Exercise task>
Reproduce every line of the material below, requests included, but multiply each pixel coordinate in the answers by 2.35 and round to whole numbers, with halves going up. Leave the numbers in the requests and their sample layouts unchanged.

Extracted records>
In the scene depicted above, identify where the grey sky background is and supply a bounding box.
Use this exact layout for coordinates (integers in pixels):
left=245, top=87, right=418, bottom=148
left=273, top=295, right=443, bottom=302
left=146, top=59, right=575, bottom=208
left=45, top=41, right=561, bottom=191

Result of this exercise>
In the scene depicted above, identify where the grey sky background is and supply a bounding box.
Use this exact layout for coordinates (integers in pixels):
left=245, top=87, right=418, bottom=148
left=273, top=295, right=443, bottom=302
left=146, top=59, right=575, bottom=208
left=106, top=96, right=1318, bottom=449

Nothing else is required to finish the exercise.